>>>>>

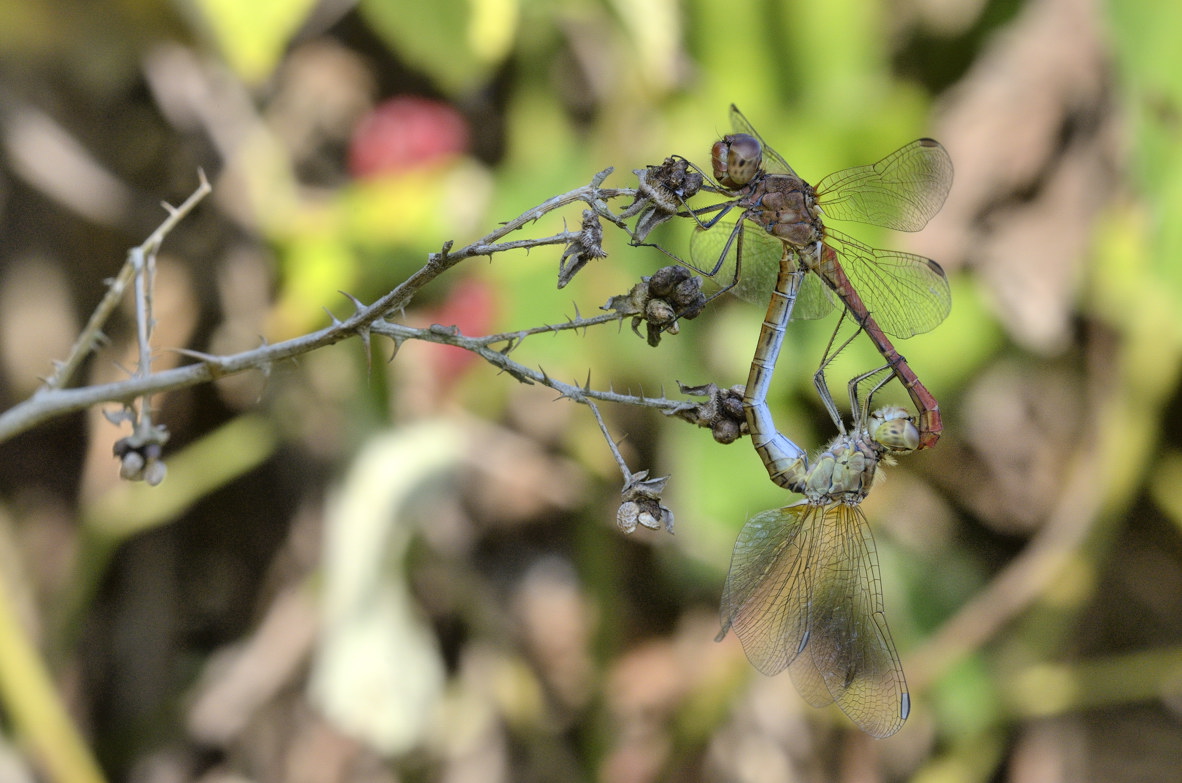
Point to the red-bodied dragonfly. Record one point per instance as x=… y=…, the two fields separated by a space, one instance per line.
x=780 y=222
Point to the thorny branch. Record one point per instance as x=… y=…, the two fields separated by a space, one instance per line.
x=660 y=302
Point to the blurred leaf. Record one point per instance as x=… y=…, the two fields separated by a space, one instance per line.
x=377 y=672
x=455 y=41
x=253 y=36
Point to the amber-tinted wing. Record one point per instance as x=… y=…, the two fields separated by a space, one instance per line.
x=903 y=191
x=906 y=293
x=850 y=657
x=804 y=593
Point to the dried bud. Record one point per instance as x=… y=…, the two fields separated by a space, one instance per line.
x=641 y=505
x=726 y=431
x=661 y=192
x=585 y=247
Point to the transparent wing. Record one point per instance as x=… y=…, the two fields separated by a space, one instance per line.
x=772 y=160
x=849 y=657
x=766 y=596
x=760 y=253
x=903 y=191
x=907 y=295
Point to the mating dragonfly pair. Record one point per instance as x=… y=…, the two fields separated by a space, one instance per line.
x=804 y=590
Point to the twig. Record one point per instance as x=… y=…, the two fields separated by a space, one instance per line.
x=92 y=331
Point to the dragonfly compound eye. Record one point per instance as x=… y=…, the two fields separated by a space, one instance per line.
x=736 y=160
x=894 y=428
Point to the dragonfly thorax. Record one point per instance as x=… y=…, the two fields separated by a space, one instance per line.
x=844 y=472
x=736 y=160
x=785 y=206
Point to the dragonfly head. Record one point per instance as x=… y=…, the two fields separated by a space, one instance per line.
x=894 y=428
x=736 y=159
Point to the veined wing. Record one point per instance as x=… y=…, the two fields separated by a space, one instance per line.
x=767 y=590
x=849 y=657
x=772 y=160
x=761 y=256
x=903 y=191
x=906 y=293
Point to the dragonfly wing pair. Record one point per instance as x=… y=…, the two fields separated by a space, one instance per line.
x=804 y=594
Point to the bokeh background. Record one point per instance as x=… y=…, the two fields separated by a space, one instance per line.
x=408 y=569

<<<<<
>>>>>

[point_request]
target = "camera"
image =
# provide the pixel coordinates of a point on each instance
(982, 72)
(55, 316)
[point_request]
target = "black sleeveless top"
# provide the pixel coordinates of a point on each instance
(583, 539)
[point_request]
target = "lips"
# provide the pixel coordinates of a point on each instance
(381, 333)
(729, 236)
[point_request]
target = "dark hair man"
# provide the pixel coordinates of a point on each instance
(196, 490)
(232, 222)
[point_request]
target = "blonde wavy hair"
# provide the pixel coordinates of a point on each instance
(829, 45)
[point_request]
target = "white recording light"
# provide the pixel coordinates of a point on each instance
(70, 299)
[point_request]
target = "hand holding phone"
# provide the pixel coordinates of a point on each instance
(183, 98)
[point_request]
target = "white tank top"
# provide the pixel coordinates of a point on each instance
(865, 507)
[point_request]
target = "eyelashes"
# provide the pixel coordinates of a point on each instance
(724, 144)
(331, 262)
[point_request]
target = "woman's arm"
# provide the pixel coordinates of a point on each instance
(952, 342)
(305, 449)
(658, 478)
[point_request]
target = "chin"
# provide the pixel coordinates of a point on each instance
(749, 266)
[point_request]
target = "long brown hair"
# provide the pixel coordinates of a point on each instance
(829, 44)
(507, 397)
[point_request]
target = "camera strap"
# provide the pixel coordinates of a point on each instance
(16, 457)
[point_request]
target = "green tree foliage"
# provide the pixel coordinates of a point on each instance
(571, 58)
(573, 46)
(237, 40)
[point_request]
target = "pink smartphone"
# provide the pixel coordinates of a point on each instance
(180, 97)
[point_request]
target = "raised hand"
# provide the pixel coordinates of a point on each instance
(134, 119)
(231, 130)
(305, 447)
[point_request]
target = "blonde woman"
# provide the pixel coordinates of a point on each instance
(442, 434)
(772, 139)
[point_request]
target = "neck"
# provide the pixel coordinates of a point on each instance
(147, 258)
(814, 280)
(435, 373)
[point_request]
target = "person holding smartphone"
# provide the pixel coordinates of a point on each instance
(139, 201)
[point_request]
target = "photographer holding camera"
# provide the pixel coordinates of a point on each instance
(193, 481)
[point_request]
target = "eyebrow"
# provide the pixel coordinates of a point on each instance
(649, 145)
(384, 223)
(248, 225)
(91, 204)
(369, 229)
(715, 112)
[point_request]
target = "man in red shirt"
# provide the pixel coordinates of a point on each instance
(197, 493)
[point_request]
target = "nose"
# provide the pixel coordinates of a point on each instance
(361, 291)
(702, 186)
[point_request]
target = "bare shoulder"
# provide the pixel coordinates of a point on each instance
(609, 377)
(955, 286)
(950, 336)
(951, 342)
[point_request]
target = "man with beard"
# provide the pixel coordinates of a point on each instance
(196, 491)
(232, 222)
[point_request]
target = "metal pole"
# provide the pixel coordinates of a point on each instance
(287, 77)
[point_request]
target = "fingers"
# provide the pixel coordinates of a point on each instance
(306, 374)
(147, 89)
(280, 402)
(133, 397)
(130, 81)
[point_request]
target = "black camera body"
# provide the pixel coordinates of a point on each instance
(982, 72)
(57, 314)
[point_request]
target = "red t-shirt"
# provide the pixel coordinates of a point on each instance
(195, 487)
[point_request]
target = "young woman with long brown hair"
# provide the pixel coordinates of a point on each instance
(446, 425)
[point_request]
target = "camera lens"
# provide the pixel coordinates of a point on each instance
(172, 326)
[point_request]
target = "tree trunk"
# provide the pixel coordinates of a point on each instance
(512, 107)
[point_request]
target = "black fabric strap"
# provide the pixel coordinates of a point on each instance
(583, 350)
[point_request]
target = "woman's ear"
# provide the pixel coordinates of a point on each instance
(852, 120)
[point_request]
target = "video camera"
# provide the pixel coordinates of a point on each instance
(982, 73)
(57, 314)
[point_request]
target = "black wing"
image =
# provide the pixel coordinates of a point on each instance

<<<<<

To be done
Please reproduce the material from the line containing "Point to the red-bodied" through the line containing "x=785 y=206", requests included, scaling every point coordinate in the answers by 1.2 and rounding to whole numbers with halves rounded up. Return only those lines.

Response to this task
Point to the red-bodied dragonfly. Record one point per instance as x=… y=…, the two fields separated by a space, one instance per line.
x=936 y=266
Point to the thorny branch. Record one point per instance as x=… y=…, the two fields separated by a space, one instance per line.
x=792 y=362
Point to the blurred leaf. Record one point per instance as x=… y=…, the two fields separated by a space, one instance per line.
x=452 y=806
x=546 y=49
x=304 y=43
Point to the amber-tinted wing. Record one point per instance as x=… y=…, the two fields separated by a space, one instance per line.
x=1084 y=229
x=1087 y=352
x=1020 y=788
x=965 y=712
Point to the dried bud. Record one point per instance as x=… y=…, the two fields separated by a space, one instance per line.
x=769 y=606
x=871 y=517
x=793 y=230
x=702 y=296
Point to the transparent wing. Record one point per instance as x=… y=…, the two fields separated by a space, one instance per line.
x=926 y=192
x=1019 y=788
x=919 y=715
x=912 y=304
x=1084 y=229
x=1088 y=354
Point to the mating dragonfly pair. Record one point per instance as x=… y=…, the two fields separated by a space, one instance per line.
x=965 y=708
Point to the twig. Record one point per instance as x=… y=…, the two fields separated by a space, one instance per line.
x=110 y=397
Point to the dragonfly compound eye. Record one point per instance as x=… y=…, the two fields separated by a space, one instance per line.
x=883 y=192
x=1073 y=514
Point to the dragonfly thorax. Record one point per instance as x=… y=…, the two fields separated by a space, one instance per line.
x=1013 y=566
x=883 y=192
x=942 y=247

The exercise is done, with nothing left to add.